*Teks Sumber*
====================
Kamis, 03 September 2009

Perempuan Tak Sekadar Objek Kekerasan

KASUS perampokan toko emas Indah Jaya di Kecamatan Muncar bisa dikatakan spektakuler. Yang pertama, aksi kejahatan bersenjata itu terjadi pada siang hari. Yang kedua, pelakunya cukup sadis dan tega menembak perut pemilik toko. Yang ketiga, jumlah kerugiannya besar yakni sebanyak 2,4 kilogram emas atau sekitar Rp 350 juta.

Yang lebih mencengangkan lagi, muncul dugaan bahwa salah satu pelaku perampokan itu adalah seorang perempuan. Kapolres Banyuwangi, AKBP Rachmat Mulyana juga mengakui munculnya dugaan bahwa salah satu pelaku adalah kaum perempuan. Untuk memastikan dugaan itu, pihaknya melakukan pemeriksaan secara intensif terhadap beberapa saksi yang mengetahui kejadian itu.

Terlepas apakah hal itu sesuai fakta yang sebenarnya atau tidak, munculnya dugaan tersebut cukup membuat kita semua miris. Akan muncul banyak pertanyaan dalam benak kita. Betulkah dugaan itu? Dari sudut pandang mana munculnya dugaan atau analisis semacam itu? Apakah perempuan zaman sekarang sudah setega itu? Dan seterusnya, dan seterusnya.

Memang, antara kekerasan dan perempuan itu bisa ditarik benang merah. Hanya selama ini, posisi perempuan nyaris selalu menjadi objek atau korban tindak kekerasan dan kejahatan. Sangat jarang perempuan menjadi subjek dalam dunia kriminalitas.
====================
*Instruksi yang Diberikan 1*
Ketik ulang tanpa perubahan baris-baris entri di bawah ini, mulai dari baris yang memuat "of the aircraft" hingga baris yang memuat "column 562, row 357", termasuk kedua baris tersebut. Jangan sertakan gambarnya.

*Data yang Disediakan*
====================
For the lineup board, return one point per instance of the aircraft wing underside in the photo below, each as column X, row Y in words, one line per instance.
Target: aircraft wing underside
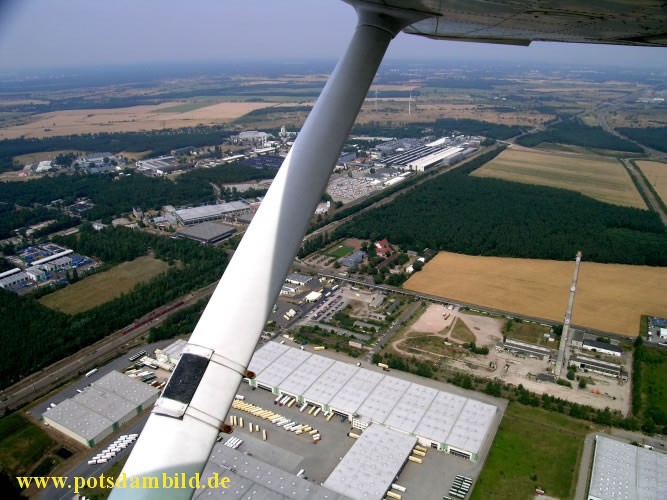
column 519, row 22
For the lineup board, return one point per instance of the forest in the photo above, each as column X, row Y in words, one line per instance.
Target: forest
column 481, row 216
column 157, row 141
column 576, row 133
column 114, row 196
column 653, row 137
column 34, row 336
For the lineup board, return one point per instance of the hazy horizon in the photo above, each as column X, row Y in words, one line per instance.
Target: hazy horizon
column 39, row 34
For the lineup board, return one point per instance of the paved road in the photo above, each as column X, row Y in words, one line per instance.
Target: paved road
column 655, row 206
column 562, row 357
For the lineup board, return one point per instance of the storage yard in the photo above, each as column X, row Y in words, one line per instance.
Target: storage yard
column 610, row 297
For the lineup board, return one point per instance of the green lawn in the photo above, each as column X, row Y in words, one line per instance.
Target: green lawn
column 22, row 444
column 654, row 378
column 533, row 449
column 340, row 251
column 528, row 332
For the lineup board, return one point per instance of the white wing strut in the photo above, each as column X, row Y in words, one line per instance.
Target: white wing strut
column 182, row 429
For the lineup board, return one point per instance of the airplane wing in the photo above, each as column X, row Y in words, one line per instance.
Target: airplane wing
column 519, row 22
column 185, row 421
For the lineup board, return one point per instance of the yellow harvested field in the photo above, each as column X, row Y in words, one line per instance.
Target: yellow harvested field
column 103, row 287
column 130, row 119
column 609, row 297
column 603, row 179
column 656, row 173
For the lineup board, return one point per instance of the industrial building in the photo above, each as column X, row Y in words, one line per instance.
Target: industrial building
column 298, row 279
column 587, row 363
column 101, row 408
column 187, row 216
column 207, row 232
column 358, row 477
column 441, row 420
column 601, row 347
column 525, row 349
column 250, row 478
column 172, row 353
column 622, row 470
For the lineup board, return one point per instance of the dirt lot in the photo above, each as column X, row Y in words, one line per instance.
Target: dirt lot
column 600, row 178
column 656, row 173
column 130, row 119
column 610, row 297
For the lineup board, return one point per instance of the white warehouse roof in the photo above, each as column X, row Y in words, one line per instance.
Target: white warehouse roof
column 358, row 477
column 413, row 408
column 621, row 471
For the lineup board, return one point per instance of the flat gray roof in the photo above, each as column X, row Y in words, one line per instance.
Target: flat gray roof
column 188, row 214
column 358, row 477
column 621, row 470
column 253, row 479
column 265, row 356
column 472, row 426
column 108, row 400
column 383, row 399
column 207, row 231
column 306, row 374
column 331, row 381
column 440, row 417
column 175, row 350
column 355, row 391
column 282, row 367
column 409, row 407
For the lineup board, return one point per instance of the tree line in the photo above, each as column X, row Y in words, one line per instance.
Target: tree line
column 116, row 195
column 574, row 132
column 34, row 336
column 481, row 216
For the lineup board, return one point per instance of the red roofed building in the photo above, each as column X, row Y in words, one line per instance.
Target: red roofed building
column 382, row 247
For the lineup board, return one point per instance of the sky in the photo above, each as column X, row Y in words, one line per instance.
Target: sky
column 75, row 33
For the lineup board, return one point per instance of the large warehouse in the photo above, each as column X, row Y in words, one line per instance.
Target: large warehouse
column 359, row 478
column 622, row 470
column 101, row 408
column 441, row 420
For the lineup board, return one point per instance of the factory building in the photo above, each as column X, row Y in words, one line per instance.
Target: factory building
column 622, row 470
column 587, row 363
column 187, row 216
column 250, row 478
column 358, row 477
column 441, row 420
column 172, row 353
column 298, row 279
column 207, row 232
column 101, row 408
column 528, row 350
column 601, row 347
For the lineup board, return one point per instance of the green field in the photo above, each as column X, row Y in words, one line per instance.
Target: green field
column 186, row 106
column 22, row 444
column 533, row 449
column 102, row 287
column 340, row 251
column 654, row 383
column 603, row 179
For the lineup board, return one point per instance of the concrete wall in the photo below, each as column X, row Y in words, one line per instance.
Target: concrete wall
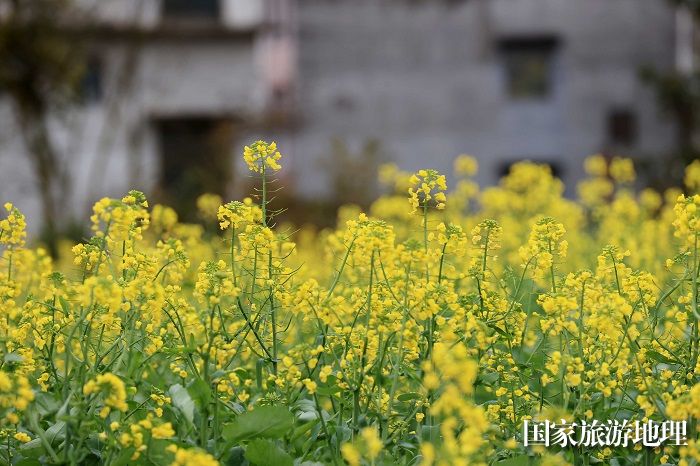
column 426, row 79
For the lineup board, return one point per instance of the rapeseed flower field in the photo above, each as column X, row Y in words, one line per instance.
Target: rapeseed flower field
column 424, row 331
====================
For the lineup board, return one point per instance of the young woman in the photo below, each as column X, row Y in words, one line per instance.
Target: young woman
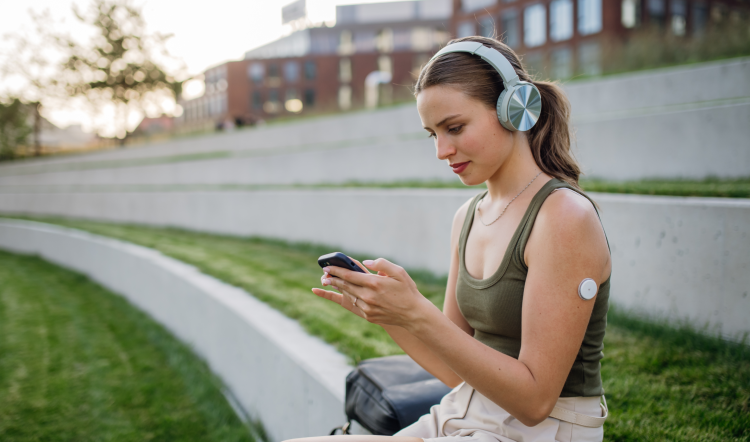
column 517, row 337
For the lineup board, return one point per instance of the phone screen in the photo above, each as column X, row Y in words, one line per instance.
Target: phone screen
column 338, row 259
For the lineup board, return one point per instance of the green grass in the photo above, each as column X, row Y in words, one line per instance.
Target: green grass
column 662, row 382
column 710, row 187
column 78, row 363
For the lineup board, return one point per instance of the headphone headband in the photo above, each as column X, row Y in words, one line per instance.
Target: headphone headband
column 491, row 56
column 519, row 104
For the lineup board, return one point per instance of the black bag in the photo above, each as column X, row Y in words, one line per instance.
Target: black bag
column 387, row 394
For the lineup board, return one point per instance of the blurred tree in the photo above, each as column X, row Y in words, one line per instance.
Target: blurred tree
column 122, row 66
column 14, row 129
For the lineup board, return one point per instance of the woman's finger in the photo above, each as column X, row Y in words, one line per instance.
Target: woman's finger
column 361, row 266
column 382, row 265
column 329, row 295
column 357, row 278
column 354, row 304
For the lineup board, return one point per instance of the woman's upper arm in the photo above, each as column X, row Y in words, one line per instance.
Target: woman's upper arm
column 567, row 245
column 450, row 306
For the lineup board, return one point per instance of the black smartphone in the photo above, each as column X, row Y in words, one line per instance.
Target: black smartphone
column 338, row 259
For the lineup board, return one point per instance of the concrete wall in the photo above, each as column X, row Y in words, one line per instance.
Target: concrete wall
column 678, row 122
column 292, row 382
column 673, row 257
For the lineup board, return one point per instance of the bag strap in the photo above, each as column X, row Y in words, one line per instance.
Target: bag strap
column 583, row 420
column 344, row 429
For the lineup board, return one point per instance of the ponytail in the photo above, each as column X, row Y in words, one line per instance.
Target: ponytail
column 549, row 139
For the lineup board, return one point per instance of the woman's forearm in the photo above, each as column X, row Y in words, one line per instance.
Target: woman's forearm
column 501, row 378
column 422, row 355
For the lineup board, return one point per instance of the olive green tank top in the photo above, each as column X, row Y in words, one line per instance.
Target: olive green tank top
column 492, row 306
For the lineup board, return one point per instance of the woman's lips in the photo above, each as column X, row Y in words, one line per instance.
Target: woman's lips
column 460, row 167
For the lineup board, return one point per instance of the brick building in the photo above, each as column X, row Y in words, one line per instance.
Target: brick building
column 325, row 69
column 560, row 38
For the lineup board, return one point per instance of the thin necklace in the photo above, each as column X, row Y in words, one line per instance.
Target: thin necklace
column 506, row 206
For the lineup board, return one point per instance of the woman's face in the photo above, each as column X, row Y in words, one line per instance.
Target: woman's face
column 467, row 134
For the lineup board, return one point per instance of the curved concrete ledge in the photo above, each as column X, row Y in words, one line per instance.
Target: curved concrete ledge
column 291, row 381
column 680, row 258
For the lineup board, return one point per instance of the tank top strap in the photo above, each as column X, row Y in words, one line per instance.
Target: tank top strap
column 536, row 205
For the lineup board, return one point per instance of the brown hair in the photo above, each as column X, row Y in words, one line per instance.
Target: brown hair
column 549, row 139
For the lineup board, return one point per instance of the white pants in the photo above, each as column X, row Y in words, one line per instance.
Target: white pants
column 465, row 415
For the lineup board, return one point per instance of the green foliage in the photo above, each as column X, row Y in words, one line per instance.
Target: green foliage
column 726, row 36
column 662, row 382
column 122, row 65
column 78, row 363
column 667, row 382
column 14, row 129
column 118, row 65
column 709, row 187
====================
*Instruksi yang Diberikan 2*
Menurut teks sumber, berapa besar kerugian dalam perampokan toko emas Indah Jaya di Kecamatan Muncar?

*Jawaban Lengkap 1*
For the lineup board, return one point per instance of the aircraft wing underside in the photo below, each as column X, row Y in words, one line per instance.
Target: aircraft wing underside
column 519, row 22
For the lineup board, return one point per instance of the forest in the photo above, each as column X, row Y in words, one line per instance.
Target: forest
column 481, row 216
column 157, row 141
column 576, row 133
column 114, row 196
column 653, row 137
column 34, row 336
For the lineup board, return one point per instance of the hazy horizon in the photo above, each as column X, row Y in words, one line per instance.
Target: hazy horizon
column 39, row 34
For the lineup board, return one point per instance of the paved road in the photo above, each as column X, row Y in words, one line per instance.
Target: paved road
column 655, row 206
column 562, row 357

*Jawaban Lengkap 2*
Kerugiannya sebanyak 2,4 kilogram emas atau sekitar Rp 350 juta.